*TEXTO PARA LEITURA*.
# # # # # # #

Governo, Congresso e setor privado querem chegar na Conferência sobre Mudanças Climáticas da ONU (COP) deste ano com o projeto de lei que regula o mercado de carbono aprovado. Para isso, o Senado promete tentar aprovar, nesta terça, 5, o projeto de lei (PL) que cria o sistema e obriga empresas a compensarem suas emissões, já aprovado na Câmara. As duas casas ainda tentam aparar arestas em torno do projeto.
Uma vez aprovado, o texto precisa passar por sanção presidencial, regulamentação e terá um prazo para implementação. Mas já tem gerado preocupação dentro das empresas uma nova obrigação prevista, que tende a ser o primeiro passo para se adaptar à nova realidade: a de fazer o inventário e reportar suas emissões de gases de efeito estufa.
De acordo com o projeto em tramitação, o Brasil terá um sistema de comércio de emissões de gases semelhante ao adotado na União Europeia. Esse sistema se baseia no mecanismo de cap and trade (limite e comércio em inglês), em que são estabelecidas cotas de emissões para os entes regulados (empresas, por exemplo). Quem emitir menos toneladas de CO2 que sua cota pode vender a diferença para quem ultrapassou seu limite.
As empresas que estarão sujeitas ao mercado regulado serão aquelas com emissões de gases de efeito estufa acima de 25 mil toneladas de dióxido de carbono equivalente (CO2eq) por ano. Mas aquelas que poluem menos também precisarão se adaptar: empresas que ultrapassem emissões de 10 mil toneladas de carbono por ano já devem enviar o relatório de emissões e remoções dos gases de efeito estufa (GEE).
“Diversos dos nossos clientes já estão se preparando para o que virá. Empresas com as quais temos contato já têm familiaridade com o mercado de emissões, já sabem o que tem de ser feito. Há diversas empresas que já estão familiarizadas, sabendo que precisarão adaptar algumas informações em razão das peculiaridades do PL. E há outras empresas, mas diria que poucas, que não são nada familiarizadas ainda”, diz a advogada Paula Mello, sócia do escritório Pinheiro Neto, na área ambiental.

# # # # # # #

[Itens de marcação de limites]
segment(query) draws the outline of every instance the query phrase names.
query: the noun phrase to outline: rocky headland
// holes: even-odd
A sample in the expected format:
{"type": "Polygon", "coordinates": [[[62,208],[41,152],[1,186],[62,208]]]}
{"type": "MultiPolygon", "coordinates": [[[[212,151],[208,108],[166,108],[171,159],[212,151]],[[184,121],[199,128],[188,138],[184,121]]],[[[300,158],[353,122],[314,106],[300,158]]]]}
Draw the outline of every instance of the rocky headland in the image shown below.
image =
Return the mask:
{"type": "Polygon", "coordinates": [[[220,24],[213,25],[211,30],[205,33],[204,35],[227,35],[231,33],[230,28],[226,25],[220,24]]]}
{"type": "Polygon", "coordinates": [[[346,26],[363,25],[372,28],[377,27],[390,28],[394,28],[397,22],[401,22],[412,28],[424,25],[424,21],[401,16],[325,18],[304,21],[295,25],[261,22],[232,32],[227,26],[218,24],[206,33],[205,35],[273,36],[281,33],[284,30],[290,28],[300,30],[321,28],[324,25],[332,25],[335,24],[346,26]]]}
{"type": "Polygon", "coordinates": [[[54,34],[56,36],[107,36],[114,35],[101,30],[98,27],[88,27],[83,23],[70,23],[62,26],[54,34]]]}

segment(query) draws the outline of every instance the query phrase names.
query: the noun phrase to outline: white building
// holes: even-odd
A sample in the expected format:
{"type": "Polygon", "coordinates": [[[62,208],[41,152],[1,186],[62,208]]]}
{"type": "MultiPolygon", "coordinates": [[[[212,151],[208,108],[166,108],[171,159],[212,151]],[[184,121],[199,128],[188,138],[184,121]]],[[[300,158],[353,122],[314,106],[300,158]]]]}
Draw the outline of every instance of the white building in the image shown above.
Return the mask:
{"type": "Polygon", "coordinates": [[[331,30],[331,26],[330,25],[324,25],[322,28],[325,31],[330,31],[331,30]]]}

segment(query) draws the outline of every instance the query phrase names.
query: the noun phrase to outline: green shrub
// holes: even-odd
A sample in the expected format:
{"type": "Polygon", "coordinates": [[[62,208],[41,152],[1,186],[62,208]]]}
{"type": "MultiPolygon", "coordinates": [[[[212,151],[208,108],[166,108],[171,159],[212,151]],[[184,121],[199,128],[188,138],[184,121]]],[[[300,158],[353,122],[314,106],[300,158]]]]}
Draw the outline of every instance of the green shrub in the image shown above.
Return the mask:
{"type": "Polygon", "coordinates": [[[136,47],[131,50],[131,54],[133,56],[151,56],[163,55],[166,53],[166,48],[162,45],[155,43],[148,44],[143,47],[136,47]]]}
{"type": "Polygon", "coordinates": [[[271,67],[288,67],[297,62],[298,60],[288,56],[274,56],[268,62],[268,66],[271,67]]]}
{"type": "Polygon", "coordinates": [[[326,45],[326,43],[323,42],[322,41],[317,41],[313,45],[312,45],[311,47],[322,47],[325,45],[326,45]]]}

# # # # # # #

*INSTRUÇÕES*.
1 – Mostre todas as linhas dos registros que trazem a palavra “outline”.
2 – Retome o texto sobre o mercado de carbono logo depois da última frase mostrada.

*RESPOSTAS POR TAREFA*.
1 –
segment(query) draws the outline of every instance the query phrase names.
query: the noun phrase to outline: rocky headland
Draw the outline of every instance of the rocky headland in the image shown below.
segment(query) draws the outline of every instance the query phrase names.
query: the noun phrase to outline: white building
Draw the outline of every instance of the white building in the image shown above.
segment(query) draws the outline of every instance the query phrase names.
query: the noun phrase to outline: green shrub
Draw the outline of every instance of the green shrub in the image shown above.

2 –
O projeto foi aprovado no Senado e encaminhado à Câmara no ano passado. Em dezembro, deputados fizeram alterações. O texto entrou na pauta do Senado desta terça, 5, após negociações políticas entre governo, deputados e senadores. A intenção do mercado regulado é impulsionar as empresas a reduzirem suas emissões por meio, em um primeiro momento, do sistema de compensação.
“As empresas estão se preparando, e não só os setores de maior emissão. Temos visto pessoal de logística, rede hoteleira, o próprio agronegócio. É bem diversificado. Mas, invariavelmente, quem está fazendo são as empresas de ponta. Normalmente é quem já faz o dever de casa”, diz Yuri Rugai Marinho, sócio da Eccon, empresa que também desenvolve projetos de carbono.
Depois da sanção presidencial, será necessário trabalhar na regulamentação da lei. Na fase de implementação, as empresas terão apenas de reportar suas emissões, não sendo obrigadas a limitá-las.
“O PL também prevê um cronograma de implementação gradual do sistema, de maneira a possibilitar uma curva de aprendizado das empresas ao se adaptarem à nova legislação”, diz Viviane Romeiro, Diretora de Clima, Energia e Finanças Sustentáveis do Centro Empresarial Brasileiro de Desenvolvimento Sustentável (Cebds).
Estrutura de fiscalização
Será um desafio também para o poder público criar uma estrutura para fiscalizar e analisar as informações prestadas pelas empresas. “O maior desafio é aparelhar a estrutura estatal não só para os inventários públicos e fazer cálculos e estimativas confiáveis, mas também para fiscalizar. O PL será uma lei muito intensiva em obrigações, e esses órgãos não poderão ser demorados, não poderão levar o tempo que alguns órgãos ambientais levam para emitir licenças”, diz André Vivan, também sócio do Pinheiro Neto na área ambiental. Na leitura do advogado, o órgão responsável por analisar as emissões precisará ter um funcionamento parecido com o da Receita Federal.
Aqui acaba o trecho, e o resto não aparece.